- [Problem set]
- a) In the excerpt on GP contracts, which categories of doctors are mentioned? List every one.
- b) Write a continuation of the excerpt on GP contracts, picking up right after its final sentence.

However, there are other aspects of the draft proposals – such as the gagging clause to prevent criticism of the HSE – which it is difficult to believe could present a fundamental bottom line for management.


Template for contracts
The IMO suspects that whatever emerges in the final contract for services for children under six, is likely to be the foundation of subsequent contracts with doctors as free GP care is rolled out to other age cohorts.

Different governments over recent years have all spoken about changing the current GMS contract with GPs, without much ever happening.

The draft proposals for care for children under six could prove to be the new overall contract in embryo.

If the IMO is unable to negotiate on the terms of any such deal under competition law and is merely consulted on the nature of the elements in it, questions would likely arise about its relevance as a trade union with subscriptions of up to €1,200 per year.

The IMO has been particularly concerned at the decision of the Government to press ahead with its plans for free GP care for young children in advance of a forthcoming court case involving it and the Competition Authority which it hopes will bring clarity to the issue of its role in representing GPs providing services to the State.

GPs, unlike consultants, non-consultant hospital doctors or public health doctors, are not employees of the HSE. They are independent contractors who provide a service to the HSE.

The position of the Government, and its predecessor, has been that under competition law, GPs should compete with each other and that it could not negotiate on fees centrally with their representative body.

The previous government did agree under the original Croke Park agreement to amend completion law but this was never implemented. There was no similar commitment set out explicitly in the subseqent Haddington Road agreement.

The court case, which is due to commence at the end of April, stems from a row between the Competition Authority and the IMO over the reaction of the medical organisation to new fee cuts put in place by the Government last July.

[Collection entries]

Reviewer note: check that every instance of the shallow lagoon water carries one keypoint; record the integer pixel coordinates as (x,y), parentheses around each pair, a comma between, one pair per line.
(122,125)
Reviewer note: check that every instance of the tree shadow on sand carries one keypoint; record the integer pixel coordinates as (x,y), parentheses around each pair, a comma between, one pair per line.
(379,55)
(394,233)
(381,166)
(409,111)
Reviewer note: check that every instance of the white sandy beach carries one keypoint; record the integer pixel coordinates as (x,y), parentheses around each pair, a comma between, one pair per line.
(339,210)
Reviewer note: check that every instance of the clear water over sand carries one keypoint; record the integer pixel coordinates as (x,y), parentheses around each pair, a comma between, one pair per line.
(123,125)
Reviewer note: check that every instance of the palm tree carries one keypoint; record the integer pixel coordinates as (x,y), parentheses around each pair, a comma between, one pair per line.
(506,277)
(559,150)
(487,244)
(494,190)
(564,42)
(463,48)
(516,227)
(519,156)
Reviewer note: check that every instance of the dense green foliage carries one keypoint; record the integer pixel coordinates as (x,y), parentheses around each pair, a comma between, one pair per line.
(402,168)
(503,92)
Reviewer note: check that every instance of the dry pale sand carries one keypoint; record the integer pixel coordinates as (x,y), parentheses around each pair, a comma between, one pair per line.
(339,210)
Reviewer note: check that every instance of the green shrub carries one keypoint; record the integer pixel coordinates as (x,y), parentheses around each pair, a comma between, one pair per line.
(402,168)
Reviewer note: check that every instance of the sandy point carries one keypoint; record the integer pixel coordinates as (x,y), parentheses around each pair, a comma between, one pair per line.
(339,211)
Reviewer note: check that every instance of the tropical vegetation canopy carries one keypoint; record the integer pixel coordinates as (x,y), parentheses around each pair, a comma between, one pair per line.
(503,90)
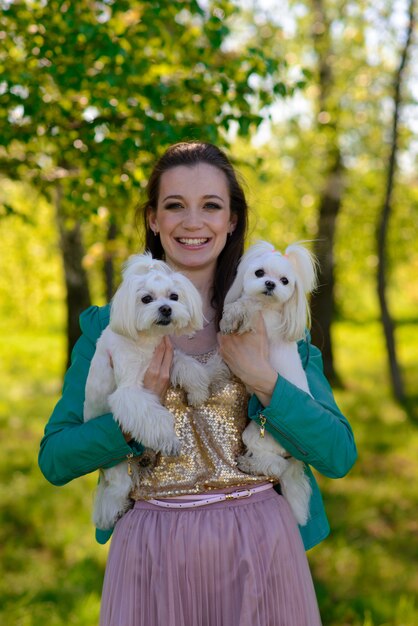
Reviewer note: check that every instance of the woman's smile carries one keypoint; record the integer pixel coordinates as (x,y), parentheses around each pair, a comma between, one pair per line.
(193,216)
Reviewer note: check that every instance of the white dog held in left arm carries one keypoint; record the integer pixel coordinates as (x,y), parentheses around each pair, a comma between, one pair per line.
(152,301)
(276,285)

- [Answers by task]
- a) GPs, consultants, non-consultant hospital doctors, public health doctors

- b)
Terms of current contract
In its statement of claim to the court, the Competition Authority maintained that after considering the Government’s cuts, the IMO’s GP Committee decided that its members should withdraw from any work in the public health system that it maintained was not covered under the terms of the current contract such as involvement with primary care teams, community intervention teams and the HSE’s clinical care programmes.

The Competition Authority argued that the IMO was “an association of undertakings” and that its decision had as its object and/or effect the prevention, restriction or distortion of competition in the State.

It maintained that the collective withdrawal of certain medical services “is directly or indirectly aimed at fixing the prices at which GPs sell and/or the State purchases the proposed withdrawn medical services, by requiring that the IMO’s GP members refrain from providing such services at no extra cost”.

The IMO, in its defence in the action, denied that its GP members were “undertakings” within the meaning of competition law and that its decision to withdraw from services outside of the contract had as its object or effect the prevention, restriction or distortion of competition.


High Court declaration
Importantly, the IMO has also lodged a counter-claim in the legal action in which it is seeking a High Court declaration. It is contending that as a registered trade union, it is lawfully entitled to negotiate in relation to the terms of the GMS contract and other publicly funded contracts including terms relating to price as well as in relation to amendments to the contract and both services which are subject to the contract and those which are not subject to it.

It is also seeking a declaration that it is entitled to make recommendations to members and to put agreed proposals to a ballot.

In essence, the IMO is seeking a court ruling that would allow it to represent GPs in the same manner as it would other groups of doctors who are employees of the State.

The outcome of the forthcoming court case could have serious implications, not only for the proposal for free GP care for children under six, but also for the dealings between the Government and family doctors on many other issues in the years ahead.